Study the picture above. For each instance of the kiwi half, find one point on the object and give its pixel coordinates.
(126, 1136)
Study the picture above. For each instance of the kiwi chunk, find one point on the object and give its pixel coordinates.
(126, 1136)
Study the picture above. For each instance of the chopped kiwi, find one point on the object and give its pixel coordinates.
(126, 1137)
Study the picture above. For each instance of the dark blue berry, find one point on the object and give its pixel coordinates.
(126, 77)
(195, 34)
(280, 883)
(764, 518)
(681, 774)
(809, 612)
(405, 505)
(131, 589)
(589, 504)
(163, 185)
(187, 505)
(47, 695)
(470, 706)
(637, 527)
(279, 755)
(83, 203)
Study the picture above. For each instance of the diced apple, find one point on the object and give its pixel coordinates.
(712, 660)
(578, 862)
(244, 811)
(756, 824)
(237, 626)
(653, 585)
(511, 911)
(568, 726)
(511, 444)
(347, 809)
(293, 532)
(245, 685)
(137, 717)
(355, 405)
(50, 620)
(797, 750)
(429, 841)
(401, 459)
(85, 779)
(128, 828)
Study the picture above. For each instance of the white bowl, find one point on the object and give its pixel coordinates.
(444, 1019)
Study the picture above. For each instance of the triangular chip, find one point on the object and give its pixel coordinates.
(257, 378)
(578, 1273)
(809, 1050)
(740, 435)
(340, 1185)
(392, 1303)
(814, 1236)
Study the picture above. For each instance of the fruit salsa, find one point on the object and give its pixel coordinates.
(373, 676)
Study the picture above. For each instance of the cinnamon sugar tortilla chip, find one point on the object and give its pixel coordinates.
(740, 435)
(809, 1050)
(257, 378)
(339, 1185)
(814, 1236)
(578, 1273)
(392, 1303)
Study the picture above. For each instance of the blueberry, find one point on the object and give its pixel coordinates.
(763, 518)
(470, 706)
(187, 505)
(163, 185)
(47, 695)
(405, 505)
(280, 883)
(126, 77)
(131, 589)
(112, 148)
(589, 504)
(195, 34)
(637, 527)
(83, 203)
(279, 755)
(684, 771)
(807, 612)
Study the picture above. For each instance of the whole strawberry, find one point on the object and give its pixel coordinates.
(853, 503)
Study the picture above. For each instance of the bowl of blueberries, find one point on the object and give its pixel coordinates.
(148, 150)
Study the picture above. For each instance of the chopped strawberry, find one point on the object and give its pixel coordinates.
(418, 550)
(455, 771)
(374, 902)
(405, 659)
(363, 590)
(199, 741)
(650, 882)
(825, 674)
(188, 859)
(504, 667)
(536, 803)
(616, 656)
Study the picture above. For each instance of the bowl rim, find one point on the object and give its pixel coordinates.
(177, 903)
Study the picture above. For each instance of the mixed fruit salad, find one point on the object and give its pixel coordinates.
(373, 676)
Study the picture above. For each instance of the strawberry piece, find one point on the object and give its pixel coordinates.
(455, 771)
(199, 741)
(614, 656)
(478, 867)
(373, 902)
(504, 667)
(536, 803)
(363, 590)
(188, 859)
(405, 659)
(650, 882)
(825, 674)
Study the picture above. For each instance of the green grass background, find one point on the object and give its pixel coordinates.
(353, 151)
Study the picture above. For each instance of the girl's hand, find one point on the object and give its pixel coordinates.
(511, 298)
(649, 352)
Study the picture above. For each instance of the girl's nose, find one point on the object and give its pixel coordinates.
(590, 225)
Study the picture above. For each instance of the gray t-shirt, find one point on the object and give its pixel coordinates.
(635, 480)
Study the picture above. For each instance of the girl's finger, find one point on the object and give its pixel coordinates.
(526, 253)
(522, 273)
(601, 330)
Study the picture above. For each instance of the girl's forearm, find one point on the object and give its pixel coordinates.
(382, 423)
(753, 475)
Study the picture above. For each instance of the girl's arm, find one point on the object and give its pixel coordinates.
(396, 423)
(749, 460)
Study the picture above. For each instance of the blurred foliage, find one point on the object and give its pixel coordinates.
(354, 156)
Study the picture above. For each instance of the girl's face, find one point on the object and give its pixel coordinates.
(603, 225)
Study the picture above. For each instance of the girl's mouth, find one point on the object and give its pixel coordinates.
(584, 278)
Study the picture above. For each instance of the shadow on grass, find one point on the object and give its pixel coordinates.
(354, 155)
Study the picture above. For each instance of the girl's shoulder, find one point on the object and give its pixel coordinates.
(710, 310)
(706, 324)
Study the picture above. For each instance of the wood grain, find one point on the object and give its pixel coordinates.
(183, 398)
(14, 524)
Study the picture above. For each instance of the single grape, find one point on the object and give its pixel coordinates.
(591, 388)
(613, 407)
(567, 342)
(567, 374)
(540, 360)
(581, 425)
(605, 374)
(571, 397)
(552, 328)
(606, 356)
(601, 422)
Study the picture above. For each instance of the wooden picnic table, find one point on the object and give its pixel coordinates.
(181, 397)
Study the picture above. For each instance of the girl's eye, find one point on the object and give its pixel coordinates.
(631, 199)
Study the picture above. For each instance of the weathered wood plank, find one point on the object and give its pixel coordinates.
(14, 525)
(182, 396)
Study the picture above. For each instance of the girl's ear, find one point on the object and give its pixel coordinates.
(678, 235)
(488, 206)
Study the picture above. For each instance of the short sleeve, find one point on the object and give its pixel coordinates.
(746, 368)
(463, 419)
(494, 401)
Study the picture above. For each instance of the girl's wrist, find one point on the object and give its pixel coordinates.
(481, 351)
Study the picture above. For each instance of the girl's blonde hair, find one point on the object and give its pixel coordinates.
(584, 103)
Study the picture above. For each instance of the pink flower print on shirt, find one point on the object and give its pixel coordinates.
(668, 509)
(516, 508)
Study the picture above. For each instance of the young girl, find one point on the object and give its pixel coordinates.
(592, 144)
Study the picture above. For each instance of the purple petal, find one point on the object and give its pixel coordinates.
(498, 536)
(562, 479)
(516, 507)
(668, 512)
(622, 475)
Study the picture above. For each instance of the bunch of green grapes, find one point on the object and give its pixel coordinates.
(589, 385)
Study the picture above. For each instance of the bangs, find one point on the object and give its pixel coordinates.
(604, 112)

____

◆ **PROBLEM DETAILS**:
Write out all of the material above again, swapping "find one point" for "mark one point" each time it occurs and leaving everything else unchanged.

◆ **REPLY**:
Study the picture above. For each instance of the kiwi half, mark one point on the object and give its pixel coordinates.
(126, 1136)
Study the picture above. For each instance of the kiwi chunk, mark one point on the object and give its pixel coordinates.
(126, 1136)
Study the picture above. For each instance of the chopped kiwi, mark one point on the object and give its pixel coordinates.
(126, 1137)
Study the picture above. For each instance of the dark blue berry, mark one point on the object and give its pixel coordinates.
(126, 77)
(195, 34)
(280, 883)
(764, 518)
(681, 774)
(809, 612)
(405, 505)
(131, 589)
(589, 504)
(163, 185)
(187, 505)
(47, 695)
(470, 706)
(637, 527)
(279, 755)
(83, 203)
Study the picture above. For each instance of the diced apple, mark one point on the object and give its pixel coordinates.
(712, 660)
(578, 862)
(244, 811)
(756, 824)
(237, 626)
(653, 585)
(511, 911)
(568, 726)
(511, 444)
(347, 809)
(293, 532)
(245, 685)
(137, 717)
(355, 405)
(50, 620)
(797, 750)
(429, 841)
(401, 459)
(85, 779)
(128, 828)
Study the picture above. For each instance of the white bowl, mark one point on the object and give its pixel coordinates.
(444, 1019)
Study the picture above. For each instance of the triangular chip, mark one point on the object and give its pixel coordinates.
(257, 378)
(578, 1273)
(809, 1050)
(740, 435)
(340, 1185)
(392, 1303)
(814, 1236)
Study the picture above. For each instance of the fruit salsa, mark one point on the object and give its pixel coordinates.
(373, 676)
Study the picture above. For each instance of the cinnamon sugar tortilla chip, mark one point on the object and give its pixel coordinates.
(740, 435)
(809, 1050)
(257, 378)
(339, 1185)
(814, 1236)
(578, 1273)
(392, 1303)
Study the picture above. For each instance of the blueberry, mark one point on the object and give its pixel coordinates.
(763, 518)
(470, 706)
(187, 505)
(163, 185)
(47, 695)
(405, 505)
(280, 883)
(126, 77)
(131, 589)
(112, 148)
(589, 504)
(195, 34)
(637, 527)
(83, 203)
(279, 755)
(684, 771)
(807, 612)
Study the picture above. For each instance of the whole strawberry, mark one point on the object and give its pixel coordinates.
(853, 503)
Study the picture above. For each instance of the bowl of blueberries, mark one point on the object and give its pixel coordinates.
(148, 150)
Study the picture above. For each instance of the chopped strawberry, mark one point on the object and give its pixel coordinates.
(418, 550)
(455, 771)
(374, 902)
(405, 659)
(363, 590)
(199, 741)
(650, 882)
(825, 674)
(188, 859)
(504, 667)
(536, 803)
(616, 656)
Study the picture above. For each instance of the bowl rim, mark one point on the object and give its pixel coordinates.
(177, 903)
Study the picture above. For each instance of the mixed fruit salad, mark one point on the object and give its pixel coordinates.
(373, 676)
Study the picture above. For each instance of the strawberry piece, mark one point on the object and give its pixel coordinates.
(455, 771)
(199, 741)
(614, 656)
(478, 867)
(373, 902)
(504, 667)
(536, 803)
(363, 590)
(188, 859)
(405, 659)
(650, 882)
(825, 674)
Study the picture above. For each instance of the green grass background, mark one point on the object and give its pixel coordinates.
(353, 151)
Study the picture above. For each instance of the girl's hand, mark one point on the object and give its pixel coordinates.
(511, 298)
(649, 352)
Study the picture above. For each instance of the girl's nose, mark one point on the object and give its pixel coordinates.
(590, 225)
Study the picture above. For each instance of the gray t-shirt, mark one point on the object and give its pixel coordinates.
(635, 480)
Study the picture above. For each instance of the girl's finger, mark one point on the object and give its pixel coordinates.
(526, 253)
(522, 273)
(601, 330)
Study the picture above. For each instance of the girl's forearm, mark one point on the object and give its pixel coordinates.
(382, 423)
(753, 475)
Study the picture above. For each instance of the girl's arm, mark one point on the object and give its pixel coordinates.
(396, 423)
(749, 460)
Study the picture above. For each instance of the blurred foliage, mark one point on the object and give its pixel coordinates.
(354, 156)
Study the picture above. For each instance of the girl's face, mark one point on the object and give its pixel coordinates.
(603, 225)
Study the picture above. For each instance of the girl's mouth, mark one point on the object and give its pixel coordinates.
(584, 278)
Study the picture above. For each instance of the shadow on grass, mark one point on the object and give its pixel coordinates.
(354, 155)
Study the picture above. For each instance of the girl's shoulder, mark one point on the object and give its pixel coordinates.
(710, 310)
(706, 324)
Study the picture above. For each instance of the wood grain, mark one point on the object and give its pixel coordinates.
(183, 398)
(14, 524)
Study the picture above. For each instance of the single grape, mark one point on the object and give its pixel coordinates.
(591, 388)
(613, 407)
(567, 342)
(567, 374)
(540, 360)
(581, 425)
(605, 374)
(571, 397)
(552, 328)
(606, 356)
(601, 422)
Study the picture above. For each instance of the wooden picnic table, mark one point on the object and give its pixel coordinates.
(181, 397)
Study the picture above. For each instance of the girl's eye, mark one point on the object and give its pixel coordinates.
(631, 199)
Study the picture above. For each instance of the weathered wood plank, mark one point on the object and give its pixel coordinates.
(14, 525)
(182, 396)
Study the picture above. For each instance of the girl's ear, mark one point on the object and give its pixel coordinates.
(678, 235)
(488, 206)
Study the picture above. For each instance of the short sleeve, mark one point on the object and give its pixel coordinates.
(746, 368)
(463, 419)
(494, 401)
Study the picture above. For each instance of the girl's wrist, mark one point on the object and give its pixel coordinates.
(481, 351)
Study the picture above. For each instance of the girl's blonde hair, mark one point on the object and give its pixel coordinates.
(584, 103)
Study the picture above. For each instance of the pink flower print on shirt, mark one point on the object and give its pixel coordinates.
(668, 509)
(516, 508)
Study the picture above. For each instance of the young girl, mark one point on the object and give its pixel coordinates.
(592, 144)
Study the picture above. For each instance of the purple petal, mark one point on the object and give its pixel coordinates.
(498, 536)
(562, 479)
(516, 507)
(668, 512)
(622, 475)
Study the picture above. For each instance of the bunch of green grapes, mark one point on the object and give its pixel coordinates.
(589, 385)
Study the picture above. For each instance of the bangs, mark one point on the object and give its pixel coordinates.
(604, 112)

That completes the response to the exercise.